>> BEGIN
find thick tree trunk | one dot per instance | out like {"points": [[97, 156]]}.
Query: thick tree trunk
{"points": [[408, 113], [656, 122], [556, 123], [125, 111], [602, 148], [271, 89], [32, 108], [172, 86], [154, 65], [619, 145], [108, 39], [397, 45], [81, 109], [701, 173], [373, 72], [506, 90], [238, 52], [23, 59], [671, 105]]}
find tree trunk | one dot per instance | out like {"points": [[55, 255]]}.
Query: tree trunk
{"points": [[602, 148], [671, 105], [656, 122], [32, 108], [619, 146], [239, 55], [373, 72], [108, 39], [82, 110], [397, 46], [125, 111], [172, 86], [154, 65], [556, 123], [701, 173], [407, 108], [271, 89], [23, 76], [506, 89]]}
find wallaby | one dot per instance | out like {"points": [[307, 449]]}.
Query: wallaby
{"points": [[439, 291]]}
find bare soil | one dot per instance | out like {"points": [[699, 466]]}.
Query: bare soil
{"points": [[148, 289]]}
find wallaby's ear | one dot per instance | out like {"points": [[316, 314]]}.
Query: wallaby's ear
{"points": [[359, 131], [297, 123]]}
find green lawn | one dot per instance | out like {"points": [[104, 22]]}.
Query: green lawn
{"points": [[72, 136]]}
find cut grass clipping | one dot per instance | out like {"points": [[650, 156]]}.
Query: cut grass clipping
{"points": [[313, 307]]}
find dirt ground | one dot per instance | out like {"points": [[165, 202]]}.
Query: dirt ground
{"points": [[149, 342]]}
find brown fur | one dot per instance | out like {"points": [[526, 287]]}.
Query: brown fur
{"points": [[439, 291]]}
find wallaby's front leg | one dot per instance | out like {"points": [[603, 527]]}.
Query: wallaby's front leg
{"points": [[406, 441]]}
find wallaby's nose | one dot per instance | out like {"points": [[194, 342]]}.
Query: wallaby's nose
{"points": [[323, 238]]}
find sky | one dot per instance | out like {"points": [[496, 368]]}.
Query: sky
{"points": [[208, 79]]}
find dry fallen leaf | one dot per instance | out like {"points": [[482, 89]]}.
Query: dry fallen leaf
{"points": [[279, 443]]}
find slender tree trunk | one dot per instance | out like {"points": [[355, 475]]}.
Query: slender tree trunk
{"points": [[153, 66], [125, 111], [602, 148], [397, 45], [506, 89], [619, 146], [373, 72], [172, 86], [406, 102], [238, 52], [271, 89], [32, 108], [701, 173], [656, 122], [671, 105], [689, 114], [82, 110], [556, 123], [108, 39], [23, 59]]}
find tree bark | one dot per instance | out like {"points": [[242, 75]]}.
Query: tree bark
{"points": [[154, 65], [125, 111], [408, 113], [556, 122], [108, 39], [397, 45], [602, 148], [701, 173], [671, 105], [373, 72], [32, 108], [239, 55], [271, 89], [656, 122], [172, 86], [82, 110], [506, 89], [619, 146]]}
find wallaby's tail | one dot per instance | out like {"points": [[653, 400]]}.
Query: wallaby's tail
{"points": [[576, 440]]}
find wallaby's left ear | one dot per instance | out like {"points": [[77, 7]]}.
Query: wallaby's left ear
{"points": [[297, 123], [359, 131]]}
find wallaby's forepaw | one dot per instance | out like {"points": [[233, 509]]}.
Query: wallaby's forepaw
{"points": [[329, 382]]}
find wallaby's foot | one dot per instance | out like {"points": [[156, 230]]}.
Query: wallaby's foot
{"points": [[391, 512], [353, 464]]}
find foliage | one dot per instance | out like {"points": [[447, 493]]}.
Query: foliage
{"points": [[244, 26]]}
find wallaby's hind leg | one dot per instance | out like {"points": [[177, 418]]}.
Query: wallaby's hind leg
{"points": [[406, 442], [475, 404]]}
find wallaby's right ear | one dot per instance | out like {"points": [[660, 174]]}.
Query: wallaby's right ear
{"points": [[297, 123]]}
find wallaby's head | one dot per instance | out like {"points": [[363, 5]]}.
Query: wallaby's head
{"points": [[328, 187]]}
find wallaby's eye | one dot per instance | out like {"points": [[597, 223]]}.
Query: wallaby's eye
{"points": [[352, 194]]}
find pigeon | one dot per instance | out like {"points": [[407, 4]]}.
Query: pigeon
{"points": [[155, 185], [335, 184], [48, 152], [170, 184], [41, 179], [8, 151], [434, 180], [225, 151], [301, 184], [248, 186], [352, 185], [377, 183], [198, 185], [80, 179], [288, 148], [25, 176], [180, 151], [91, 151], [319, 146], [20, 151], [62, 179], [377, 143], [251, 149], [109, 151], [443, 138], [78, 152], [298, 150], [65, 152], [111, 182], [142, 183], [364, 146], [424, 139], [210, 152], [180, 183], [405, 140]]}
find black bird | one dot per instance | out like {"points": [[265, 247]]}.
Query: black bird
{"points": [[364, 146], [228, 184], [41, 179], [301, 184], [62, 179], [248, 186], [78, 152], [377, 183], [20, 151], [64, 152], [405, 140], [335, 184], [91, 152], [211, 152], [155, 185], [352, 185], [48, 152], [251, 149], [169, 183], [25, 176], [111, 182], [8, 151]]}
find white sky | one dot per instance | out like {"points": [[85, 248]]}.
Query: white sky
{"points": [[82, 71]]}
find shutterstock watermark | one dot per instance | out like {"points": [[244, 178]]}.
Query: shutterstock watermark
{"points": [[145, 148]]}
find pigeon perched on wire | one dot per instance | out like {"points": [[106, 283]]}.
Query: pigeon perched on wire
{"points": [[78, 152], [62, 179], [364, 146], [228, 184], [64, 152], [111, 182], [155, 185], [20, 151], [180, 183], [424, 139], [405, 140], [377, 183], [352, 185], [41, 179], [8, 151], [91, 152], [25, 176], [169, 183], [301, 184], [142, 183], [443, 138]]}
>> END
TASK DIRECTIONS. Give back the lines above exactly, from the one with "find white sky" through the last line.

TASK SOLUTION.
find white sky | one dot per instance | out like {"points": [[85, 248]]}.
Query: white sky
{"points": [[82, 71]]}
find shutterstock watermark | one dot per instance | out like {"points": [[244, 178]]}.
Query: shutterstock watermark
{"points": [[145, 148]]}
find pigeon perched on wire | one dot per instance | out like {"points": [[106, 283]]}.
Query: pigeon perched on wire
{"points": [[78, 152], [62, 179], [364, 146], [228, 184], [64, 152], [111, 182], [155, 185], [20, 151], [180, 183], [424, 139], [405, 140], [377, 183], [352, 185], [41, 179], [8, 151], [91, 152], [25, 176], [169, 183], [301, 184], [142, 183], [443, 138]]}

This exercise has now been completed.